Write out the material exactly, with the pictures left out.

--*--

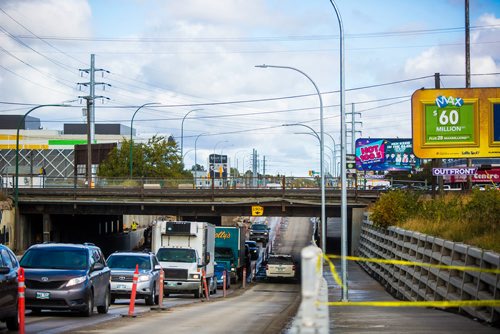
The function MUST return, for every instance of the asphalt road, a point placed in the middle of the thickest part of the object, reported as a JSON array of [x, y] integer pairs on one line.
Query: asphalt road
[[260, 308]]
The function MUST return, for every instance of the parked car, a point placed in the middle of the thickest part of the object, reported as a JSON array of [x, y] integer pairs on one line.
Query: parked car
[[122, 265], [253, 248], [280, 266], [219, 271], [8, 288], [71, 277], [259, 232]]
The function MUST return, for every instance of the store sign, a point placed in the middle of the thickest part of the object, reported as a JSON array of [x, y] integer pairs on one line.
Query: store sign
[[453, 171], [456, 123], [376, 154]]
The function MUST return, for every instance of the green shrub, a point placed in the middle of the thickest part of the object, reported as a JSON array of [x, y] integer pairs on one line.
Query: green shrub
[[395, 207]]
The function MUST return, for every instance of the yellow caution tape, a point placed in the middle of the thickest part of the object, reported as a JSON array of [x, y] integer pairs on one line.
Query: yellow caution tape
[[440, 304], [335, 275], [419, 264]]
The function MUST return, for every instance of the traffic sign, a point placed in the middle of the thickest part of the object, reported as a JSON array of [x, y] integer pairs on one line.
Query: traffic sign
[[456, 123], [257, 210]]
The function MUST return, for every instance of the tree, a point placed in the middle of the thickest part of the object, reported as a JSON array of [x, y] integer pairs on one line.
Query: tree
[[157, 158]]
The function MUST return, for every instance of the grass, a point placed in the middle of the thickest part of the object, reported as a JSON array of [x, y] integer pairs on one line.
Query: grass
[[473, 219]]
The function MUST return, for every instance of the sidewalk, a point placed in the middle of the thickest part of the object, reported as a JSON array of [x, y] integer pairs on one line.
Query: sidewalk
[[390, 320]]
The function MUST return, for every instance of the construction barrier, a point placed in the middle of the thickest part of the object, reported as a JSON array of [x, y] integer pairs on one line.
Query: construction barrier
[[134, 291], [21, 301], [205, 286]]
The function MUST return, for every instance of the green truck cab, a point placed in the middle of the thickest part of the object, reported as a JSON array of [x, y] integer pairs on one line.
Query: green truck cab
[[230, 250]]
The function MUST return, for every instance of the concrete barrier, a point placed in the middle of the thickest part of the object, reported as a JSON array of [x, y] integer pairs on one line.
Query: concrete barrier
[[419, 283]]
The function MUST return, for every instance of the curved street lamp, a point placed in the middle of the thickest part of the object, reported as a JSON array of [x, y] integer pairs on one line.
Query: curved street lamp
[[131, 130], [343, 139], [322, 149], [182, 131]]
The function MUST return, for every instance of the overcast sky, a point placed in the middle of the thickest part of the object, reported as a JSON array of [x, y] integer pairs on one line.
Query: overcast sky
[[195, 54]]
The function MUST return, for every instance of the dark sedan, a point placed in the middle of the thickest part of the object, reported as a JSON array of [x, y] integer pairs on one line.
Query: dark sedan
[[8, 288]]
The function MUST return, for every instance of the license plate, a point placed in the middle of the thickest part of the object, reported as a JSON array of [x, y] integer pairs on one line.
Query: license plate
[[43, 295]]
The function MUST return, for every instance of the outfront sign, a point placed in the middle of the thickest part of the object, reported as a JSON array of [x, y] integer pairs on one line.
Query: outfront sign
[[456, 123]]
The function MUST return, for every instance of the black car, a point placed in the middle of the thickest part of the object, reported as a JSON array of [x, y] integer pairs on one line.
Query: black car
[[8, 288], [259, 232], [71, 277], [122, 265], [253, 248]]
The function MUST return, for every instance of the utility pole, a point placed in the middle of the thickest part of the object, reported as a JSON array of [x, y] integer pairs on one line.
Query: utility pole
[[264, 170], [467, 74], [353, 127], [91, 111]]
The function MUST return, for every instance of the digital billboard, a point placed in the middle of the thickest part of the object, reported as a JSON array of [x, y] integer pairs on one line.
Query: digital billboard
[[378, 154], [456, 123]]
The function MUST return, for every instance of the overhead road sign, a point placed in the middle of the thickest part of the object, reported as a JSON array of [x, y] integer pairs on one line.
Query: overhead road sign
[[456, 123]]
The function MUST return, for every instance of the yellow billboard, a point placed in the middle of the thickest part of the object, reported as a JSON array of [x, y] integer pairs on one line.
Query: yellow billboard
[[456, 123]]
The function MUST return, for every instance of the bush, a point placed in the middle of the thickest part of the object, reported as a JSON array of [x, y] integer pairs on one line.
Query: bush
[[395, 207]]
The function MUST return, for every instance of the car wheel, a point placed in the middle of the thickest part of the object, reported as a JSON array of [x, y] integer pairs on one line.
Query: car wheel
[[12, 323], [150, 300], [89, 308], [107, 301]]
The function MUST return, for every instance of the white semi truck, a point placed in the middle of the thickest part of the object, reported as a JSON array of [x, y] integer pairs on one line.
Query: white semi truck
[[185, 250]]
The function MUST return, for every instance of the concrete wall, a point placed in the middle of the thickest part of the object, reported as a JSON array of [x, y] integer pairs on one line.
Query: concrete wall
[[418, 283]]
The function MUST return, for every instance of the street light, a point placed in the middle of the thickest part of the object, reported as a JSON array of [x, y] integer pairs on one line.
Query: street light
[[321, 145], [182, 131], [343, 139], [195, 162], [131, 129]]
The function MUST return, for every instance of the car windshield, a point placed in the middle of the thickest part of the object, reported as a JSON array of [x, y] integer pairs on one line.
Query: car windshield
[[280, 260], [176, 255], [55, 258], [128, 262], [223, 252]]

--*--

> **The output**:
The function MUST return, for every instance of the asphalt road, a point placed in the middle of the thickest part of the object, reported as a JSON array of [x, y] integer pairs on one line.
Query: asphalt road
[[260, 308]]
The function MUST return, for every instance of the parked car, a point placed in the middle of the thickest part of the object, reported as a JSON array of [x, y] integer pairs on one line.
Query: parked car
[[122, 265], [253, 248], [280, 266], [219, 271], [8, 288], [71, 277], [259, 232]]
The function MUST return, for every instance of the store sign, a point placed in the middle of the thickest part of the object, reported as a JSON array of [x, y] integer pairs on one line.
Query: store sign
[[453, 171], [456, 123], [376, 154]]
The function MUST return, for every instance of the green shrub, a point placed in the middle of the thickest part of the object, reported as a JSON array of [x, y] integer pairs on one line.
Query: green shrub
[[395, 207]]
The function MUST return, for every instance of the yellow caution tape, a point placed in the middle of the thickest part of the object, reported as a JSON array of [x, y] integer pairs on one line.
Query: yellow caution tape
[[440, 304], [335, 275], [419, 264]]
The function MUST return, for every instance of the traffic sign, a point placed in the middle of the thickest part of the object, reported as a JSON array of [x, y] integer pairs on one line.
Query: traffic sign
[[456, 123], [257, 210]]
The function MUST return, for every instance of the tree, a point placed in the middle of the thickest part of the object, reported as a JSON array of [x, y] integer pairs on one line.
Query: tree
[[157, 158]]
The function MUST return, for every instance of the grass, a point placed in the middle of the thickest part of the object, reported as a JSON array of [x, y] integer pairs on one line.
Query: grass
[[473, 219]]
The function MUST return, for every instance of the sidewalk, a point placed in the middle of the thickest part of the object, reported as a JSON array of [x, y] integer pairs on one line.
Query: sidewalk
[[390, 320]]
The function MUST return, for every instance of the construction barrier, a point placed in the middle of the thickest part of the object, reported as a JSON array of [x, y] integer pairs on one line.
Query: construction barrier
[[134, 291], [21, 301], [205, 286]]
The function MUST return, for every instance of the green truck cab, a point placed in the middle of the thickest part of the object, reported as a JSON array of [x, y] integer pairs on one line.
Query: green truck cab
[[230, 250]]
The function MUST return, for every instance of the concrete barrier, a point placed in the middle of the thickest part of the object, reported as a JSON array of [x, y] integer pairs on one line.
Query: concrete barrier
[[419, 283]]
The function MUST return, for every instance of the curved street lamp, a point placed in the middle of the thickest part of the object, reported as a JSON array of [x, y] integer pairs on one line.
Query: curved street lamp
[[131, 130], [343, 139], [322, 149], [182, 131]]
The function MUST return, for every instance of the overcast sky, a point placed in the middle of the thickest part of the object, reported as a JSON array of [x, y] integer pairs on one line.
Query: overcast sky
[[195, 54]]
The function MUST return, for every instance of the dark sedan, a point placed in the middle of the thickest part of the object, reported as a JSON array of [x, y] integer pairs on one line.
Query: dark sedan
[[8, 288]]
The function MUST return, for every instance of the license plate, a point placed in the middle of the thickest part of the object, reported as a JSON array of [x, y] integer pairs on one line.
Query: license plate
[[43, 295]]
The function MUST return, for every instance of the outfront sign, a point placed in the middle of the thickest part of the object, reported as a JSON array of [x, y] integer pairs on one line.
Query: outfront sign
[[456, 123]]
The function MUST return, for every instance of the black car, a point placed in the middle of the thickest part of the object, reported as a JSON array of [x, y] integer pairs on one line.
Query: black car
[[8, 288], [259, 232], [71, 277], [122, 265], [253, 248]]
The function MUST return, for every instance of the utility pole, a point placed in the middle of the thickest part of the object, reported as a JSON array of [x, y] integer pairs on one line.
Query: utility pole
[[264, 170], [467, 74], [353, 127], [91, 111]]
The function MUST return, for every instance of the digital billboard, a point placed in the middle of the thickest part of the object, reported as a JSON array of [x, y] integer pairs on one line.
Query: digital billboard
[[378, 154], [456, 123]]
The function MUST return, for every instance of the overhead road sign, a point placed in the middle of the thickest part of the object, reported as a JSON array of [x, y] integer pairs on one line.
Query: overhead road sign
[[456, 123]]
The function MUST return, for every instance of the yellow billboard, a point placed in the middle of the thickest part of the object, reported as a JSON array of [x, y] integer pairs on one line.
Query: yellow billboard
[[456, 123]]
The function MUST return, for every instance of the bush, a point placed in the middle of the thickest part of the object, reported as a JSON array of [x, y] integer pairs on one line.
Query: bush
[[395, 207]]
The function MUST return, for every instance of the car wheel, a point placed in the middle of the thickest part of the object, reported as a JSON array of [x, y] integer pairs on one line.
Query: car wheel
[[12, 323], [150, 300], [89, 308], [107, 301]]
The function MUST return, for every instance of the white semi truck, a point placed in the middle of the thickest part of the object, reported as a JSON array of [x, y] integer pairs on one line.
Query: white semi truck
[[185, 250]]
The function MUST return, for every instance of the concrete wall, a point placed in the middle of the thickest part of the object, reported as a JSON array of [x, y] integer pairs on one line.
Query: concrete wall
[[418, 283]]
The function MUST return, for every instance of the street light, a point placed in the middle of the thickest part of the object, reported as a JSON array of [x, y] integer pairs on one line.
Query: street light
[[321, 145], [182, 131], [343, 139], [195, 162], [131, 129]]
The function MUST return, for every instance of the car windshield, a point placed in the middle of the thickest part of the object, reported as a JSON array of [x, y] integer pairs on one line.
Query: car windshield
[[280, 260], [176, 255], [55, 258], [128, 262], [223, 252]]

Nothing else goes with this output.